=== EXTRAIT CHOISI ===
-.-.-

Composé, écrit et enregistré entre Paris, Sète, Bruxelles, Buenos Aires et Rio de Janeiro, ce double album est à l’image de la bossa-nova, un genre qui a voyagé de l’Amérique du Sud à l’Europe et vice-versa, au gré des dictatures et des exils. Comment avez-vous travaillé sur ce projet ?
J’ai initialement composé ces chansons en guitare-voix, comme à mes 15 ans, sans studio ni enregistreur multipistes. Comme je passe beaucoup de temps en Argentine, j’ai fini par vouloir enregistrer là-bas. Je me suis vite rendu compte que ça allait donner le ton de l’album. Le passage par le Brésil, lui, relevait d’une démarche plus volontaire. Je tenais à me confronter à des musiciens brésiliens, à Rio de Janeiro, pour marcher sur les traces de ceux que j’aime.
Justement, de quels musiciens brésiliens vous êtes-vous nourri, et lesquels conseilleriez-vous d’écouter pour se familiariser avec la bossa-nova ?
Il faudrait écouter Chico Buarque, et n’importe quelle chanson de Tom Jobim à la musique et Vinicius de Moraes au texte : toutes des chefs-d’œuvre. J’ai aussi réécouté le premier album de Philippe Katerine. On y entend plein de bossa-nova, alors qu’il date des années 1990, preuve qu’en France, nous aimons ce style depuis toujours.

-.-.-

=== INFORMATIONS EXTRAITES ===
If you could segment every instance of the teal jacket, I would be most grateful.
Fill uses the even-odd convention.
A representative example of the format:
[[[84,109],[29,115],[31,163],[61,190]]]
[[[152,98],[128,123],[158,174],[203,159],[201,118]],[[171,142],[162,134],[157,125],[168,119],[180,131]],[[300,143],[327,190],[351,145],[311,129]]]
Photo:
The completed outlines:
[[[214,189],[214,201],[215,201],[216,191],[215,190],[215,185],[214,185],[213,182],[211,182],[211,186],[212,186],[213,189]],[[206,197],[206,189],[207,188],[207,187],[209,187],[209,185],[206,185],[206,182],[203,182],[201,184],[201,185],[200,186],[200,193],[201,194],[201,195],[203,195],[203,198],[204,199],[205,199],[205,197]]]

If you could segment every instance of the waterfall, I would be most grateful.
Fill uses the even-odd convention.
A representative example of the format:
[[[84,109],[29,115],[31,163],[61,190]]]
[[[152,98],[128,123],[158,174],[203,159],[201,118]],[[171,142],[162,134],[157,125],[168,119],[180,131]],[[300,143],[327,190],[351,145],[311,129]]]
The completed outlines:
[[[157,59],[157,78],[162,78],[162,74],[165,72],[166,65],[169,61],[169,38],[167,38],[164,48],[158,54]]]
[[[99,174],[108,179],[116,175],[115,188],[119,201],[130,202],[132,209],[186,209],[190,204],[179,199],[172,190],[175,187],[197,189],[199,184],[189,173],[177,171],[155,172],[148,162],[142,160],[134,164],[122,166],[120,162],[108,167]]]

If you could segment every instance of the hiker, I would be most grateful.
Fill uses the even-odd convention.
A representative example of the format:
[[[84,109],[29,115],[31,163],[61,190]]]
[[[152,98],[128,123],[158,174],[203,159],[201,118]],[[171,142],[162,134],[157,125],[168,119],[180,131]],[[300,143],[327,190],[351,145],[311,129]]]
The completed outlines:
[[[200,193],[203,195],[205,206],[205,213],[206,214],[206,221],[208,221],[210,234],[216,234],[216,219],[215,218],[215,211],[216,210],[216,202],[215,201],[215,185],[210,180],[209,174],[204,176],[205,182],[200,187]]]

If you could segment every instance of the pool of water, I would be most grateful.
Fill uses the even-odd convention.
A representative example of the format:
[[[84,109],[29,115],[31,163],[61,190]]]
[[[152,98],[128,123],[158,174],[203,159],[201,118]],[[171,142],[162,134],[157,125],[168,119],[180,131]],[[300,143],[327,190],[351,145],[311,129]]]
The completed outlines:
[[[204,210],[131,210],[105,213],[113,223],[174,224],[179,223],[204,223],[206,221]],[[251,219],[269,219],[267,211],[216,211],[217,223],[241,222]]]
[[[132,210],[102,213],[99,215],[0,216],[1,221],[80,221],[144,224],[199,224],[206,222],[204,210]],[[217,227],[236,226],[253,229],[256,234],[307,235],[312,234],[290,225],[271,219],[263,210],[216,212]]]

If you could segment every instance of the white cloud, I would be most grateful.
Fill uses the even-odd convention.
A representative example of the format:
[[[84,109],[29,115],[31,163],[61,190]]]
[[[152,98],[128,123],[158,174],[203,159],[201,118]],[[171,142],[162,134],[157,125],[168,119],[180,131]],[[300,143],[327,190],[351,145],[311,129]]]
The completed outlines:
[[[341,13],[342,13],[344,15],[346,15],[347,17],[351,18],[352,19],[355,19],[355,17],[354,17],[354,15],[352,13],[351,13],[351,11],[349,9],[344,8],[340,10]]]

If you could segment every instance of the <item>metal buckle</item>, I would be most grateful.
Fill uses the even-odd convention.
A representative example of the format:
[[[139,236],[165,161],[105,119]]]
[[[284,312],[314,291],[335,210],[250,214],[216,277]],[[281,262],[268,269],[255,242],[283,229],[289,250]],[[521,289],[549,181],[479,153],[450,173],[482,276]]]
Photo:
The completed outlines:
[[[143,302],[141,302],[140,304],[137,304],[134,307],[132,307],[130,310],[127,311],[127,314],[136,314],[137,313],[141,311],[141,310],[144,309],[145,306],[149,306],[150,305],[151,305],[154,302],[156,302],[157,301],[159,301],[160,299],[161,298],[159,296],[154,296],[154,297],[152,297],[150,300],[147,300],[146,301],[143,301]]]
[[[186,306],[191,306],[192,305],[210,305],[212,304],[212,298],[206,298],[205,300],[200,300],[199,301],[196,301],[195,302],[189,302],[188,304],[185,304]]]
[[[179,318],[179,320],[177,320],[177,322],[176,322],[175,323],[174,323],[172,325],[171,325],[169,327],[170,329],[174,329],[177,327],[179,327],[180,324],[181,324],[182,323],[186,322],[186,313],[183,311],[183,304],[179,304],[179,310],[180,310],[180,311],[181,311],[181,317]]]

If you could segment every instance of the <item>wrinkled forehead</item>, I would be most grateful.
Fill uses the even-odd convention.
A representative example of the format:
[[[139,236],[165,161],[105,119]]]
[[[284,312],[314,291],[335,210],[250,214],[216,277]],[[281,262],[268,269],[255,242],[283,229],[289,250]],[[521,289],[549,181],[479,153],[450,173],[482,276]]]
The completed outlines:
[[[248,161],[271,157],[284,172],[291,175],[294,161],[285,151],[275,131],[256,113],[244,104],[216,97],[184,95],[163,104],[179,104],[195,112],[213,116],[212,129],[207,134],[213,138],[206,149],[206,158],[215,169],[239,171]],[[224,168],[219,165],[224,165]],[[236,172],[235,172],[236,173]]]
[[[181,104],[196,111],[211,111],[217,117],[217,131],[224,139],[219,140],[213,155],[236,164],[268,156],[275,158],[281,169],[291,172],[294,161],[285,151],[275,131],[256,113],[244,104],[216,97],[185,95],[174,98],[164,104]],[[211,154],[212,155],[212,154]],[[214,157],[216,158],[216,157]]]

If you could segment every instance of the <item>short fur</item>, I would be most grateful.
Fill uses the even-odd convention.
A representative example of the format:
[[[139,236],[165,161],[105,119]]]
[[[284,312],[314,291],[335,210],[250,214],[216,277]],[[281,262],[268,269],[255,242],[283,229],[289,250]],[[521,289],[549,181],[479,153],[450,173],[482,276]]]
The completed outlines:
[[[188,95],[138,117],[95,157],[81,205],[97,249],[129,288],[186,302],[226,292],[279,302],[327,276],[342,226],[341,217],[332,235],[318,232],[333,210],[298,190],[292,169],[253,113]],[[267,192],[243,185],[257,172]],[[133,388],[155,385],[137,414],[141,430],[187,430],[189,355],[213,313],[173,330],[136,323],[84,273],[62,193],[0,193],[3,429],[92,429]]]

-.-.-

Pour chaque affirmation, dites par oui ou par non si elle est conforme à l'entretien sur le double album de bossa-nova, puis citez mot pour mot le passage de l'entretien qui permet de trancher.
(a) Les chansons ont d'abord été composées en guitare-voix, sans studio.
(b) Le passage par le Brésil s'est imposé de lui-même, comme l'enregistrement en Argentine.
(c) Le premier album de Philippe Katerine date des années 2000.

(a) Oui : « J’ai initialement composé ces chansons en guitare-voix, comme à mes 15 ans, sans studio ni enregistreur multipistes. »
(b) Non : « Le passage par le Brésil, lui, relevait d’une démarche plus volontaire. »
(c) Non : « alors qu’il date des années 1990 »